__Passage provided__:
::::

Needless to say, they don’t have any steady funding. They have a website and a Facebook page, and they set up stands in swap meets, where they talk about their work and collect donations. Those are also ways they hear about the missing.

What the Águilas do, their heroic efforts and altruism, deserves recognition. Their work needs to be made visible. This short documentary isn’t looking at all the pieces of the issue, but it looks at one specific piece to raise awareness about what is happening at the border and hopefully help change it.

You’ve said this documentary is a humanitarian plea. What action do you hope it will inspire? 

People don’t want to deal with the fact that migration is creating this humanitarian crisis. In 2020, Arizona’s Pima County morgue recovered 227 migrants’ bodies. In the 1990s, they would find 10 or 20 bodies. The numbers have skyrocketed because of “Prevention Through Deterrence,” a set of U.S. government policies that militarily fortify urban crossing points, forcing migrants to cross through unforgiving desert terrain. The loose estimate is that for each body they find, there are five that the desert never gives back.

Skull and shoe
Maite Zubiaurre
Skull and shoe belonging to an unidentified immigrant, held by the Office of the Medical Examiner in Pima County, Arizona.

This has become invisible, despite its radical visibility: The bones are literally laying exposed in the sun. I want to raise awareness, and most importantly, effect policy change.

This documentary, and a feature documentary in the making, are part of a larger, three-pronged interdisciplinary and collaborative endeavor called forensic empathy that I initiated and lead. The other participants are the Tijuana-based filmic and artistic collective Dignicraft — José Luis Figueroa, Ana Paola Rodríguez and Omar Foglio — and Jonathan Crisman, an assistant professor at the University of Arizona.

We are also writing a scholarly monograph and leading the creation of a digital map of the border. There’s the imaginary border you see on most maps — a criminally simplified version that our map wants to complicate. It’s not all bad guys trying to get into a perfect country. We’re complicating the map with prisons, migrant assistance groups, artist studios. We’re thickening the map so students can learn about the complexity of the border.

::::

__Information shown__:
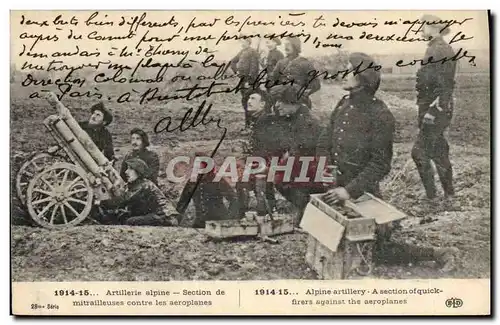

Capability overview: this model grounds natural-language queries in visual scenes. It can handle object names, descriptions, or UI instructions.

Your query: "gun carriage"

::::

__Exercises__:
[1] Which individuals does the interview about the border documentary name as the other participants in forensic empathy?
[2] How would you render this sentence from the border documentary interview in Spanish: "The loose estimate is that for each body they find, there are five that the desert never gives back."
[3] Could you carry the interview about the border documentary further, beginning right after its last sentence?

__Outputs for the tasks__:
[1]
José Luis Figueroa
Ana Paola Rodríguez
Omar Foglio
Jonathan Crisman

[2] La estimación aproximada es que por cada cuerpo que encuentran, hay cinco que el desierto nunca devuelve.

[3]
If you teach students complexity, they will pause and reflect. If you oversimplify, they will not reflect, and they will believe in fallacies.

How does forensic empathy shine a light on this topic in a new way?

We have to look at this grim reality through the eyes of empathy, not just through the cold statistics. Forensic empathy is a direct response to the tragedy of the horrifyingly high number of undocumented immigrants who perish year after year while crossing the U.S.–Mexico border. It studies the forensic efforts, archival practices and art interventions that take place around border casualties and looks at the personal belongings found on the deceased immigrants through the eyes of chief examiners, consular agencies, policymakers, nonprofit organizations and artist-activists.

Maite Zubiaurre
Water bottles belonging to migrants piled up against the U.S.–Mexico border wall after monsoon season in southern Arizona.

The personal belongings recovered in the desert tell a story. Belongings like camouflaged clothes, carpet-soled shoes and matte water bottles are all designed to help the migrants truly disappear into the landscape. But hundreds of bodies are found, not just by the Águilas, but by day-trippers, hunters, even dog walkers. The migrants die of dehydration, hypothermia, hyperthermia. Yet because we don’t want to look at our failure as a society, the bodies become invisible and so does the apparatus around it that increases the deaths.

This is a key role of the humanities, to apply critical thinking in dealing with the crucial issues of our times and to spearhead initiatives that connect with the community and fully invest in social justice.